§ GIVEN PROBLEM: Can you write out the records from the line with "Please segment the turquoise" through the end of the records again, changing "lake water" to "glacial lake" and leaving everything else as it is?

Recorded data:
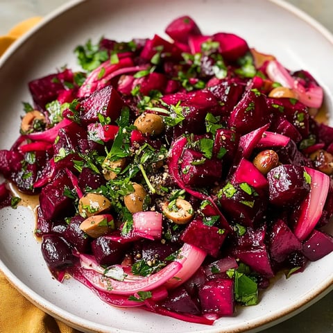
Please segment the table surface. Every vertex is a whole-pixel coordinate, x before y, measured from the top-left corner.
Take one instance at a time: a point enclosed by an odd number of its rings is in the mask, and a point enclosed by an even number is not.
[[[0,0],[0,35],[17,23],[44,16],[68,0]],[[332,0],[288,0],[333,33]],[[333,291],[300,314],[262,333],[333,333]]]

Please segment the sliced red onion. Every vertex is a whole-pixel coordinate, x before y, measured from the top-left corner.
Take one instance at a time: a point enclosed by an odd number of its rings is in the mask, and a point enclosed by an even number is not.
[[[321,87],[316,85],[305,88],[277,60],[269,61],[266,71],[272,81],[278,82],[283,87],[292,89],[296,93],[298,101],[304,105],[315,108],[321,106],[324,97]]]
[[[184,244],[179,250],[176,261],[181,264],[182,268],[176,275],[164,284],[167,289],[176,288],[191,278],[205,260],[207,253],[193,245]]]
[[[158,212],[137,212],[133,214],[133,235],[148,239],[160,239],[162,215]]]
[[[321,171],[305,166],[311,176],[310,191],[300,205],[300,214],[293,232],[304,241],[311,234],[319,221],[330,187],[330,177]]]
[[[130,282],[117,281],[89,269],[83,268],[82,273],[98,290],[118,295],[133,295],[138,291],[149,291],[163,285],[174,277],[181,268],[181,264],[172,262],[155,274]]]

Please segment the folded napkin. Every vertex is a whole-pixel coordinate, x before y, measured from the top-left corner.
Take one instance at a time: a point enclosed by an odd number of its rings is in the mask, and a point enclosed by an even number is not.
[[[0,36],[0,56],[41,17],[32,17]],[[0,271],[0,333],[79,333],[31,303],[7,280]]]

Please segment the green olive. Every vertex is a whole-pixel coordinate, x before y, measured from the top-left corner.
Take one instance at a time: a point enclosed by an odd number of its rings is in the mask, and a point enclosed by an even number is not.
[[[123,197],[123,202],[126,208],[131,213],[142,212],[144,207],[144,199],[147,195],[142,185],[133,182],[134,191]]]
[[[262,151],[253,159],[253,164],[263,174],[266,175],[279,164],[279,155],[270,149]]]
[[[159,135],[164,130],[162,117],[155,113],[143,113],[135,119],[134,126],[146,135]]]
[[[111,202],[101,194],[87,193],[78,200],[78,212],[83,217],[92,216],[111,207]]]

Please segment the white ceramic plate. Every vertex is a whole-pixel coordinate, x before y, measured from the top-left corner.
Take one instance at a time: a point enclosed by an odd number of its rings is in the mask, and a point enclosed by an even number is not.
[[[332,112],[333,37],[321,26],[278,0],[88,0],[76,1],[46,18],[0,61],[1,148],[19,135],[22,101],[30,101],[27,82],[64,65],[77,68],[74,47],[102,35],[118,40],[152,37],[173,18],[191,15],[207,34],[232,32],[251,46],[273,53],[291,69],[309,70],[325,90]],[[255,307],[239,308],[213,327],[194,325],[140,309],[121,309],[100,301],[73,279],[51,278],[33,234],[26,208],[0,212],[0,268],[28,298],[82,331],[205,332],[257,331],[305,309],[332,289],[333,253],[288,280],[276,279]],[[333,232],[333,226],[330,227]]]

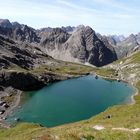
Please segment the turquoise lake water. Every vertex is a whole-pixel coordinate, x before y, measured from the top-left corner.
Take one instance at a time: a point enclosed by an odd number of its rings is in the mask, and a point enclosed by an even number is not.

§ OUTPUT:
Please segment the turquoise glacial lake. Every vertex is a whole-pixel coordinate, x before y, measured from the top-left corner.
Take one instance at a time: a point enclosed by an odd number of its rings is in the mask, and a point enclosed by an even number is not.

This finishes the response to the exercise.